Python中使用OpenCV实现手部关键点检测(Hand Landmarks Detection)

文章目录

  • 1、功能描述
  • 2、代码实现
  • 3、效果展示
  • 4、完整代码
  • 5、涉及到的库函数
  • 6、参考

  • 更多有趣的代码示例,可参考【Programming】


    1、功能描述

    基于 opencv-python 和 mediapipe 实现手部关键点的检测(无法检测出手,不过可以根据关键点的信息外扩出来)

    拇指(Thumb):位于手掌的最外侧,通常是最粗、最短的手指,具有对掌功能,使人类能够抓握和操作物体。

    食指(Index Finger):又称示指,紧挨着拇指,通常用于指示方向或物体,也是打字和书写时常用的手指。

    中指(Middle Finger):位于食指和无名指之间,是手指中最长的一根,有时也被用于表达某些情绪或态度。

    无名指(Ring Finger):又称环指,在传统文化中,人们习惯将戒指戴在这根手指上,象征着婚姻或爱情。

    小指(Little Finger):又称小拇指,是手指中最细、最短的一根,通常用于支撑或稳定物体。

    Pinky 是小指的俗称,尤其在非正式场合或口语中常用。


    Landmark 0 (Wrist): The base of the palm (root landmark).
    Landmark 1 (Thumb base): The base joint of the thumb, near the wrist.
    Landmark 2 (Thumb first joint): The first joint of the thumb.
    Landmark 3 (Thumb second joint): The second joint of the thumb.
    Landmark 4 (Thumb tip): The tip of the thumb.
    Landmark 5 (Index base): The base joint of the index finger.
    Landmark 6 (Index first joint): The first joint of the index finger.
    Landmark 7 (Index second joint): The second joint of the index finger.
    Landmark 8 (Index tip): The tip of the index finger.

▸ **列表条目**
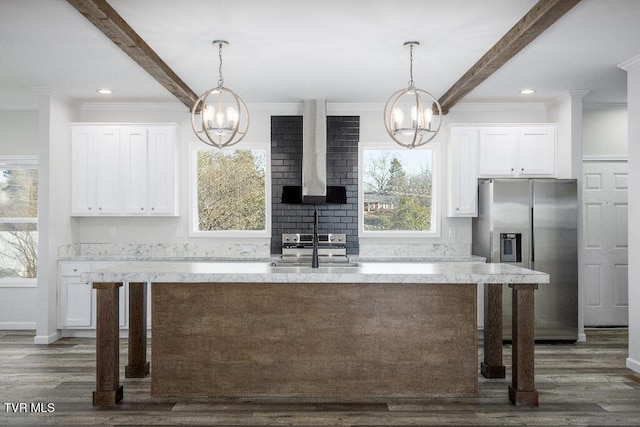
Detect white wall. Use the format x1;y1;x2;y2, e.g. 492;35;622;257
0;110;38;155
0;110;38;329
621;56;640;372
34;91;77;344
583;104;629;157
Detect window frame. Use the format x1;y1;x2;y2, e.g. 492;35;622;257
0;155;40;288
358;141;444;241
188;141;271;239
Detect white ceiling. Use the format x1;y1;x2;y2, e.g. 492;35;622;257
0;0;640;108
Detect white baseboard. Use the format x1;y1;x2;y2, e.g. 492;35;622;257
0;322;36;331
627;357;640;372
33;332;62;344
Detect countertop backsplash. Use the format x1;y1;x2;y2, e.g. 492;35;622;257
58;240;484;262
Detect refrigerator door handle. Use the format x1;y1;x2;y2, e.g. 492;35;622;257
529;206;536;270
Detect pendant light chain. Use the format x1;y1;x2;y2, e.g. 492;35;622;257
218;43;224;87
409;43;415;89
191;40;249;148
384;41;442;149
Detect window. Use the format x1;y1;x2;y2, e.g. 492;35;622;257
0;157;38;282
360;144;439;237
192;147;270;235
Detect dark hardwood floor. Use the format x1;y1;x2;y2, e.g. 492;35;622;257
0;329;640;426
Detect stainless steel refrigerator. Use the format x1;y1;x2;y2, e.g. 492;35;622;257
472;179;578;341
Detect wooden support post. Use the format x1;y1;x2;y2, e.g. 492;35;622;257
93;283;123;406
124;282;149;378
509;284;538;407
480;283;506;378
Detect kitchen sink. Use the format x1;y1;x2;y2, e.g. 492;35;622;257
271;261;360;272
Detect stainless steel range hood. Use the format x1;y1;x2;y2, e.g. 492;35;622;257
282;99;347;204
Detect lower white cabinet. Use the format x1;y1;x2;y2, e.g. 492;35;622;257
58;261;151;329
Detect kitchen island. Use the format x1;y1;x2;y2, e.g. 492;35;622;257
87;262;549;406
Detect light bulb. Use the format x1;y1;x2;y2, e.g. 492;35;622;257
227;107;238;129
424;108;433;130
393;108;404;130
202;105;215;129
411;105;420;129
216;111;224;128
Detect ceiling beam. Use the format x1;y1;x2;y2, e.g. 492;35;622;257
67;0;198;110
438;0;580;114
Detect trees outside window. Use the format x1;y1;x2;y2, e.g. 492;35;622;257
362;149;433;231
196;149;267;232
0;159;38;279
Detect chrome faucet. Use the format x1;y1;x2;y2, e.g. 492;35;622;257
311;208;318;268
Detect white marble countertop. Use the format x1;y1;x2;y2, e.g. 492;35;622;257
82;261;549;284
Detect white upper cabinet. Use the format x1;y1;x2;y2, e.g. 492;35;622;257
71;126;122;215
71;124;177;216
447;127;478;217
478;125;556;178
478;127;518;177
518;126;556;176
447;124;556;217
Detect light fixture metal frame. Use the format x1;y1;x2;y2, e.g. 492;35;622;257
191;40;249;148
384;41;442;149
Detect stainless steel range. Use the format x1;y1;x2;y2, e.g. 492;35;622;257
280;233;349;265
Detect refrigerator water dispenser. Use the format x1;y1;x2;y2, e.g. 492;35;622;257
500;233;522;262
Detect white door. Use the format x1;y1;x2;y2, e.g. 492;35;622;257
582;161;629;326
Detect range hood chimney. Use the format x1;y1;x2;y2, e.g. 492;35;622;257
302;99;327;204
282;99;347;205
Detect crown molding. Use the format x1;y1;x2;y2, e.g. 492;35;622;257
582;102;627;111
80;102;186;112
618;55;640;71
449;102;546;112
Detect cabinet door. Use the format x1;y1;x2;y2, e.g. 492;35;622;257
447;128;478;217
71;126;97;215
121;126;148;215
478;128;518;177
91;126;122;215
147;126;177;215
58;263;95;329
71;125;122;215
518;126;556;176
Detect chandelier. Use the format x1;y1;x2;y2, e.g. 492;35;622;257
384;41;442;148
191;40;249;148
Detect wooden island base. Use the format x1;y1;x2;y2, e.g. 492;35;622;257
151;283;478;399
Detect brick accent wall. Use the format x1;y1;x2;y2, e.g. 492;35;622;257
271;116;360;254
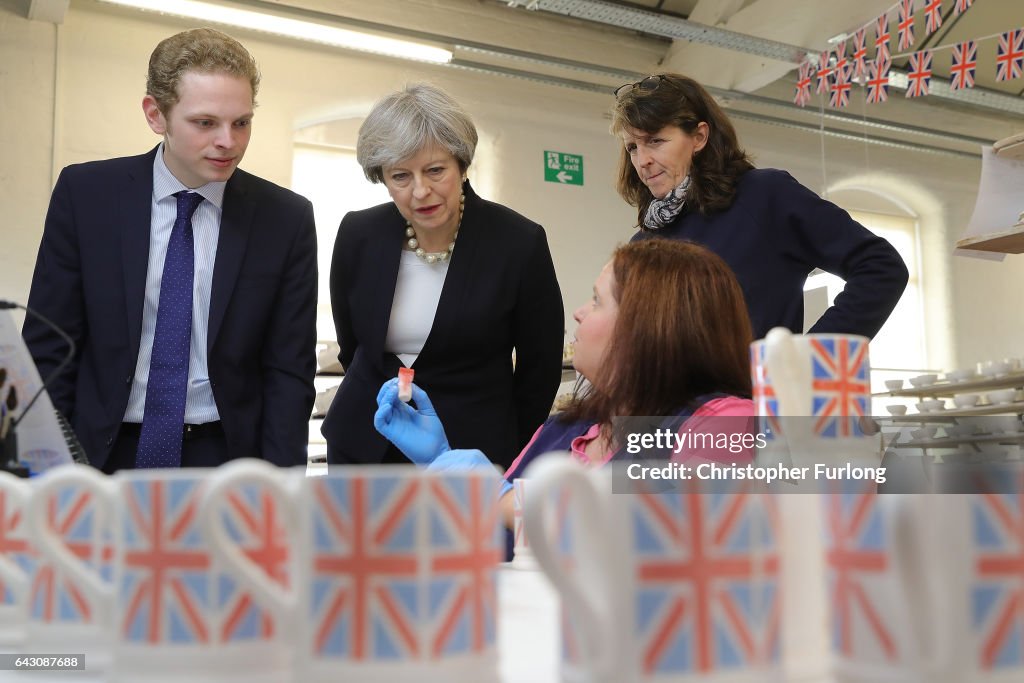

▸ **待完成任务**
• a. 请更新手部关键点检测一文中的一段。从含有“无名指(Ring Finge”的那句开始，写到“first joint of the thumb.”为止，并把其中的“小拇指”换成“尾指”。
• b. 请把手部关键点检测一文接着最后一句往下写。

▸ **按序结果**
• a.
无名指(Ring Finger):又称环指,在传统文化中,人们习惯将戒指戴在这根手指上,象征着婚姻或爱情。

    小指(Little Finger):又称尾指,是手指中最细、最短的一根,通常用于支撑或稳定物体。

    Pinky 是小指的俗称,尤其在非正式场合或口语中常用。


    Landmark 0 (Wrist): The base of the palm (root landmark).
    Landmark 1 (Thumb base): The base joint of the thumb, near the wrist.
    Landmark 2 (Thumb first joint): The first joint of the thumb.

• b.
    Landmark 9 (Middle base): The base joint of the middle finger.
    Landmark 10 (Middle first joint): The first joint of the middle finger.
    Landmark 11 (Middle second joint): The second joint of the middle finger.
    Landmark 12 (Middle tip): The tip of the middle finger.
    Landmark 13 (Ring base): The base joint of the ring finger.
    Landmark 14 (Ring first joint): The first joint of the ring finger.
    Landmark 15 (Ring second joint): The second joint of the ring finger.
    Landmark 16 (Ring tip): The tip of the ring finger.
    Landmark 17 (Pinky base): The base joint of the pinky finger.
    Landmark 18 (Pinky first joint): The first joint of the pinky.
    Landmark 19 (Pinky second joint): The second joint of the pinky.
    Landmark 20 (Pinky tip): The tip of the pinky finger.

    2、代码实现

    导入必要的库函数

    import cv2
    import mediapipe as mp
    import time
    

    调用 mediapipe 的手部关键点检测和绘制手部关键点的接口

    mpHands = mp.solutions.hands
    hands = mpHands.Hands(static_image_mode=False,
                          max_num_hands=2,
                          min_detection_confidence=0.5,
                          min_tracking_confidence=0.5)
    mpDraw = mp.solutions.drawing_utils
    

    统计时间和帧率,单张图片的话用处不大

    pTime = 0
    cTime = 0
    

    读取图片,检测手部关键点,结果保存在 results 中,可以通过 help(results) 查看其属性

    img = cv2.imread("1.jpg")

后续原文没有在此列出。